En la filosofía hermenéutica, el texto se expande tanto, que apela a la totalidad existencial. El símbolo es la representación más viva de la analítica existenciaria. Texto no es ya mero reducto de lo gramatical-escritural, sino que su trascendencia estriba en que ha emigrado a la obra de arte, al teatro, a lo que se dice sin proferir palabra alguna en el silencio. El texto es acto contemplativo ante lo divino; la recepción de lo santo y su reacción estremecedora. Texto también es el intenso dolor en la mirada del que sufre, del huérfano, del marginado. El rostro alegre de un niño; los ojos radiantes de una mujer enamorada; un gato en la ventana, esperando a su esclavo humano para que le sirva con reverencia. Todo ello deviene texto que nos interpela en cuanto intérpretes. ¡Son los símbolos imperceptibles de la vida! ¿No es acaso lo que enseña la hermenéutica tipológica, y recientemente, el auge de la hermenéutica analógica? ¿Y qué decir de la revolución psicológica y psicoanalítica de Freud, Jung, Odermatt, Janet, Bleuler, Adler, entre otros, y su referencia a lo profundo de los símbolos con la  Tiefenpsychologie? Y, ¿acaso los yo soy del evangelio de San Juan, no son en sí mismos símbolos escatológicos potenciales? De ahí que la legitimidad del uso categorial-simbólico-existencial-histórico es presupuesto hermenéutico del mensaje novotestamentario. Entre los múltiples ejemplos que puedan mencionarse, que baste el de Mateo 13:10-11.

«Entonces, acercándose los discípulos, le preguntaron: —¿Por qué les hablas por parábolas? Él, respondiendo, les dijo: —Porque a vosotros os es dado saber los misterios del reino de los cielos, pero a ellos no les es dado.» (RV.95).

Lo que el evangelio está diciendo es que el símbolo oculta, a la vez que revela. La opción categorial, al momento de hacer teología filosófica, no es una opción fácil, conlleva el riesgo del rechazo y la incomprensión. Tanto en el ámbito académico, como entre los lectores del gran público, dicha elección suele verse como sospechosa y vacía, carente de sentido y significación. Mera aducía retórica, charlatanería de sofistas ególatras; síntoma de algún trastorno de salud mental. En consecuencia, sin nada que decir sobre la realidad concreta, y, por tanto, destinada a su pronta caducidad. De ahí que, actualmente, una percepción de la obra de Tillich, sea la del teólogo que en su momento dijo cosas importantes, pero hoy nada tiene que decir sobre nuestro presente. Lo mismo sucede en la rezeptionsgeschichte sobre Platón, Aristóteles, Descartes, Tomas de Aquino, Hegel, Kant, Schleiermacher, tantas veces declarados muertos, inservibles, caducos. No obstante, el juicio unánime de un buen número de especialistas es que caminamos y pensamos a la sombra de ellos.

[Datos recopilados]
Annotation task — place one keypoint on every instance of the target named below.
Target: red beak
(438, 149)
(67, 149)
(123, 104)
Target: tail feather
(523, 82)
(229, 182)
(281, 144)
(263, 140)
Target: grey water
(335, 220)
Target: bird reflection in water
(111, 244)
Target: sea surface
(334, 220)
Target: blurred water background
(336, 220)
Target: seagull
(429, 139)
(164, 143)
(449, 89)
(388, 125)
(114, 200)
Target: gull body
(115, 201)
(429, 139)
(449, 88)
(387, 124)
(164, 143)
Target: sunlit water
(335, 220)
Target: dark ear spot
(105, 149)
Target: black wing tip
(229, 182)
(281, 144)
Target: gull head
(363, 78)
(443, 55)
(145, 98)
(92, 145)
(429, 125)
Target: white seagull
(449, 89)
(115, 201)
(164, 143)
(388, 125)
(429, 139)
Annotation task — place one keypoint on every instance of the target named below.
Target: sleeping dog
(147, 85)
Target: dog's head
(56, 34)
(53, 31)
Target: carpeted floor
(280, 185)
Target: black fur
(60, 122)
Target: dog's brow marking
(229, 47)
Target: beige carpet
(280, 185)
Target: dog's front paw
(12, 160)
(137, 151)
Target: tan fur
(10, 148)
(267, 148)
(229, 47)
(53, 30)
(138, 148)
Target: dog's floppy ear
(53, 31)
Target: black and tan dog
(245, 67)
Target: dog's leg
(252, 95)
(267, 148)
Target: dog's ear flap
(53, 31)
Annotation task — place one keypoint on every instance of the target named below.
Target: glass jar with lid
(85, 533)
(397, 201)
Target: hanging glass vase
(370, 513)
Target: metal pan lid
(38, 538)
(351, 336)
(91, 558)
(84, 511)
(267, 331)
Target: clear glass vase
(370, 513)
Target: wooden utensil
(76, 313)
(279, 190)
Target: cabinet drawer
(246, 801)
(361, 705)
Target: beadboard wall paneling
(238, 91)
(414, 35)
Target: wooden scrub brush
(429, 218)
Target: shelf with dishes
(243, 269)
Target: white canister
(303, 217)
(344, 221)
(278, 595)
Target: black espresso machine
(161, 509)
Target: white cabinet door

Consigna 1 » Explica en una a tres oraciones por qué, según el fragmento sobre la hermenéutica y el símbolo, hoy se percibe a Tillich como un teólogo que nada tiene que decir sobre nuestro presente.
Consigna 2 » Por favor, retoma el fragmento sobre la hermenéutica y el símbolo justo después de su última oración y prosíguelo.
Las líneas de datos son un material independiente del fragmento.

Respuesta esperada 1 » En la teología filosófica, la opción categorial suele verse como sospechosa y vacía, sin nada que decir sobre la realidad concreta y, por tanto, destinada a su pronta caducidad. De ahí que hoy se perciba a Tillich como el teólogo que en su momento dijo cosas importantes, pero que ya no tiene nada que decir sobre nuestro presente.

Respuesta esperada 2 »
III Teología de la cultura, Apologética y objetividad científica

El sistema de Tillich es uno abierto en diálogo con todas las ciencias de su tiempo, una ligera revisión bibliográfica de las Gesammelte Werke, y de su Sistemática lo deja ver. El panorama es tan denso que abarca prácticamente la totalidad del pensamiento filosófico, desde los antiguos griegos, la patrística, las corrientes psicoanalíticas del siglo XX, así como, una interesante replica a Albert Einstein en 1940, aparecida en el capítulo nueve de Teología de la cultura: “Ciencia y teología: una discusión con Einstein”.[3] En él la fe no teme dar la bienvenida al rigor de las objeciones, sino que le impulsan a la búsqueda y formulación de la apologética integral. La fe no necesita tanto de la apologética beligerante que se refugia en el rincón de la comunidad eclesial —ridiculizando las objeciones, y en el mejor de los casos, encasillándose en reduccionismos—, como último bastión articulador de racionalidad. Sino que la fe es esencialmente misionera, sale al encuentro de las más duras objeciones en contra, ubicándose así en un terreno común; donándose a toda racionalidad objetual, y al salir de sí misma, se encarna en la duda, la increencia, la sinrazón, pero, sobre todo, en la duda razonable, para responder desde lo profundo del ser. En la apologética se da tanto una fe razonable, como una duda razonable, no son enemigas, sino gemelas. Una no avanza sin la otra. El terreno común es la lucha contra la irracionalidad fanática. La apologética de Tillich no es únicamente razón dialógica, que se abre en su razón cordial, mediante un método de correlación, sino que al mismo tiempo es denuncia profética contra toda tiranía y fundamentalismo. De ahí que una y otra vez su pensamiento se asume críticamente. En Tillich, será denuncia constante contra lo demoníaco en el interior de las iglesias: ¡Lo santo es el lugar favorito de lo demoníaco! –Nos dirá-.

El evangelio es encarnación del amor divino en todo devenir histórico. Encarnación del logos que nos interpela ante la razón de la esperanza. Ya Wesley ponía el problema en el centro del debate público, mediante unas memorables palabras: «Nos unimos a ustedes en el deseo de una religión fundada en la razón y concordante con ella».[4] La fe es racional, pero nunca racionalista. Tener logos no es únicamente tener razón, sino tenerla en el amor, la fe y la esperanza. ¡Razón cordial! Razón integral, ética. En consecuencia: ¡razón santificada! —es el λογικὴν λατρείαν, y la διανοίᾳ del evangelio—. Todo lo abierto como horizonte hacia el futuro es prolepsis de la soberana gracia en el amor Divino. La apologética es un sistema irreductible a mero ejercicio evidencialista y silogístico, como si la evidencia, en abstracción de la totalidad, fuera autosuficiente para superar las objeciones de la duda razonable.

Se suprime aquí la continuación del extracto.